Data records:
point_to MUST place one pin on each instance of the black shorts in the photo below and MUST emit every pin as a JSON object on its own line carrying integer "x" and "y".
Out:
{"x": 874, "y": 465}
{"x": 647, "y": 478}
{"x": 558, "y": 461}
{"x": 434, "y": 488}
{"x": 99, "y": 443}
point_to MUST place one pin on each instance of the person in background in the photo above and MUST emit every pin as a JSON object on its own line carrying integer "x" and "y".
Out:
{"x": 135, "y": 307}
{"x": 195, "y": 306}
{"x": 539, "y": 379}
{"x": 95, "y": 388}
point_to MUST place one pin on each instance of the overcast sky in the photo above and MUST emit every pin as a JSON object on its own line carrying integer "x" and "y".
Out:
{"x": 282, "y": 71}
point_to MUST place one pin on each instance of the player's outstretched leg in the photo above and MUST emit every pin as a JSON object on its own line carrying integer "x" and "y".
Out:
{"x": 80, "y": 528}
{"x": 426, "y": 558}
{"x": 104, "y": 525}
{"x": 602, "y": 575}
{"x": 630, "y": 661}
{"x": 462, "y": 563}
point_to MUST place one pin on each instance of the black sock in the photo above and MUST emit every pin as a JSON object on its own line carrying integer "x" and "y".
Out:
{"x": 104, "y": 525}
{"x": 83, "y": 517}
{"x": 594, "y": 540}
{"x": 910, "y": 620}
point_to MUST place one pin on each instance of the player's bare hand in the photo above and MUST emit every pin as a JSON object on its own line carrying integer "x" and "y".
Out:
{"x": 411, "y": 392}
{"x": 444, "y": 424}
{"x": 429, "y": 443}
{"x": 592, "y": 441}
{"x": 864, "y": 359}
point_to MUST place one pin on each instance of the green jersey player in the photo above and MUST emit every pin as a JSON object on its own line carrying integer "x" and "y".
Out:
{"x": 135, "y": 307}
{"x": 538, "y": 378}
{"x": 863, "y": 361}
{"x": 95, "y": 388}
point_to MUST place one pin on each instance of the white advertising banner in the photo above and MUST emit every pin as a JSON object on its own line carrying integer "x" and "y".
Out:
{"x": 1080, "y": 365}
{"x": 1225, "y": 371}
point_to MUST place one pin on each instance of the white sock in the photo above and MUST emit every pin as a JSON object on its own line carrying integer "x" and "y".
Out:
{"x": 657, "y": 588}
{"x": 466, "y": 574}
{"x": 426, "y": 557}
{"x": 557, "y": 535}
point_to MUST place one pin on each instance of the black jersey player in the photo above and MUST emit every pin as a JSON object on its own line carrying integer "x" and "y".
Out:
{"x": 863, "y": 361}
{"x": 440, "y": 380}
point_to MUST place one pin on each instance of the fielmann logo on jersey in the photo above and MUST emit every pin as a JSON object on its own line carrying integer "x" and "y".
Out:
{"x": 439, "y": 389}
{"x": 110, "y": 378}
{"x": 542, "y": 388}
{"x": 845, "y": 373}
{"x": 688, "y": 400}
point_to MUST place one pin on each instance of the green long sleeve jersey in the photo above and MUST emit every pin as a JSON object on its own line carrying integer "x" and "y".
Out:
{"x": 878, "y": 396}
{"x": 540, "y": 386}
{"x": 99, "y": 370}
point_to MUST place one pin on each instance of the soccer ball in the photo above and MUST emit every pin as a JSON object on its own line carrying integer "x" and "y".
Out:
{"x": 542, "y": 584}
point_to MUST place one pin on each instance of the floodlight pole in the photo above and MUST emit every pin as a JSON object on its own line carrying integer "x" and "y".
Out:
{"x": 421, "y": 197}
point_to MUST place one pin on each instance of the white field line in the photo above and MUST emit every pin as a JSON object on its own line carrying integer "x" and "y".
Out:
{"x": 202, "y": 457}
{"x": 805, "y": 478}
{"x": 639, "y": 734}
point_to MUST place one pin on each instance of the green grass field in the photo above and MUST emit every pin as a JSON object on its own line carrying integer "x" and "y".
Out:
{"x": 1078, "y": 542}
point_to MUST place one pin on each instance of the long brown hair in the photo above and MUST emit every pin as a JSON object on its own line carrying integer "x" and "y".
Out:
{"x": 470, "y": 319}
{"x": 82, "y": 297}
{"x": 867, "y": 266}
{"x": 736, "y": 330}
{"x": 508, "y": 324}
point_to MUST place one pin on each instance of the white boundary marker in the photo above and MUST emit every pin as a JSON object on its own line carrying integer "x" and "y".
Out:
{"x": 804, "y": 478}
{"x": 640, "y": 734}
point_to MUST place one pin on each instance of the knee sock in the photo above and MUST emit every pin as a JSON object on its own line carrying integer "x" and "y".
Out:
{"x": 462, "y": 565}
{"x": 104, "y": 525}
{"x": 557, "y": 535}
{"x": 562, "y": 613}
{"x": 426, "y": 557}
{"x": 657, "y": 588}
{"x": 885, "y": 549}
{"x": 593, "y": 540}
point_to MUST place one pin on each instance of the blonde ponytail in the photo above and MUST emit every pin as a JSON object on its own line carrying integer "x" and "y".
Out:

Task goal:
Repeat the line that contains "the white boundary", then every line after it until the records end, with nothing added.

Result:
point_to MUST place one pin on each instance of the white boundary marker in the photo above and MUST emit every pin as a JSON object on its own line carrying integer "x" and "y".
Out:
{"x": 804, "y": 478}
{"x": 640, "y": 734}
point_to MUST place one pin on each instance of the knee sock in the photo above and MUST emit every pin as a JSON object on its own line carrying integer "x" and "y".
Out:
{"x": 462, "y": 565}
{"x": 104, "y": 525}
{"x": 557, "y": 535}
{"x": 562, "y": 613}
{"x": 426, "y": 557}
{"x": 657, "y": 588}
{"x": 885, "y": 549}
{"x": 593, "y": 540}
point_to MUST place one pin on each instance of the blonde ponytail in the photo above and MUST emit every pin as a JSON object on its own line carrying integer "x" and "y".
Out:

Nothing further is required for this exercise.